**SOURCE**
Sunshine is an album by American girl group the Emotions, released in November 1977 by Stax Records. The album reached No. 39 on the Billboard Top Soul Albums chart.

Critical reception

Andrew Hamilton of Allmusic gave a 3 out of 5 stars rating saying "Sunshine has some excellent cuts and some that don't quite fit the Chicagoans' style." John Storm Roberts of High Fidelity wrote "Fantasy Records has begun reissuing some of the old Stax catalog, and "Sunshine" is part of that venture-a bunch of singles backed by Stax house musicians, none of them previously released on albums.
The result is pure and amazingly cohesive joy. Without once departing from the classic framework of female group rhythm & blues, "Sunshine" is as rich and varied as anything I've heard in months. With only one exception, Any Way You Look at It, every number positively drips with tasty touches in arrangement, singing. and playing." With a 3.5 out of 5 stars rating John Shearlaw of Record Mirror exclaimed "Old Emotions, new Emotions-they're just as good."

**GIVEN PROBLEM**
Write out the passage of the Sunshine album article from "Sunshine is an" up to and including "released on albums.".

**SUPPLIED ENTRIES**

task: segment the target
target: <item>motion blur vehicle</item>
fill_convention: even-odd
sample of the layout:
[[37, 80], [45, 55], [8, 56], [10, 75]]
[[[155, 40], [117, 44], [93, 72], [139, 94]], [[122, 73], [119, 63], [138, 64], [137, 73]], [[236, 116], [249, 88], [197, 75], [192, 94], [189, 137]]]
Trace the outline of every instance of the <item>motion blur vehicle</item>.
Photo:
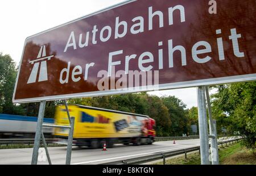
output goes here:
[[[0, 114], [0, 138], [34, 138], [37, 117]], [[53, 124], [54, 119], [44, 118], [44, 123]], [[52, 137], [53, 129], [43, 127], [44, 136]]]
[[[107, 147], [114, 143], [135, 145], [152, 144], [154, 141], [155, 120], [148, 116], [81, 105], [69, 105], [70, 116], [75, 117], [73, 143], [90, 148]], [[55, 123], [69, 125], [65, 106], [56, 107]], [[54, 135], [67, 140], [69, 129], [56, 128]]]

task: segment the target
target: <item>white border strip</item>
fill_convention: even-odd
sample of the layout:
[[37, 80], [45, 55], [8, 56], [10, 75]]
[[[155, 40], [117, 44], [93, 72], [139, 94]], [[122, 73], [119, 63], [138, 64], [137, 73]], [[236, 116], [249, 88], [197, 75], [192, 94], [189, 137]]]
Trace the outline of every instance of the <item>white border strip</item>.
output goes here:
[[[159, 90], [165, 89], [174, 89], [196, 87], [199, 86], [214, 85], [218, 84], [229, 83], [239, 82], [249, 82], [256, 80], [256, 74], [246, 74], [243, 76], [231, 76], [218, 78], [210, 78], [191, 81], [179, 82], [176, 83], [171, 83], [162, 84], [159, 85]], [[155, 88], [147, 89], [146, 87], [134, 87], [134, 90], [122, 90], [122, 89], [110, 90], [106, 91], [97, 91], [88, 93], [81, 93], [77, 94], [64, 94], [54, 96], [41, 97], [37, 98], [14, 99], [14, 94], [13, 97], [13, 102], [14, 103], [36, 102], [42, 100], [55, 100], [60, 99], [68, 99], [71, 98], [81, 97], [91, 97], [96, 96], [110, 95], [119, 94], [123, 93], [131, 93], [139, 91], [156, 90]], [[16, 87], [15, 87], [16, 88]]]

**COMPLETE RESPONSE**
Sunshine is an album by American girl group the Emotions, released in November 1977 by Stax Records. The album reached No. 39 on the Billboard Top Soul Albums chart.

Critical reception

Andrew Hamilton of Allmusic gave a 3 out of 5 stars rating saying "Sunshine has some excellent cuts and some that don't quite fit the Chicagoans' style." John Storm Roberts of High Fidelity wrote "Fantasy Records has begun reissuing some of the old Stax catalog, and "Sunshine" is part of that venture-a bunch of singles backed by Stax house musicians, none of them previously released on albums.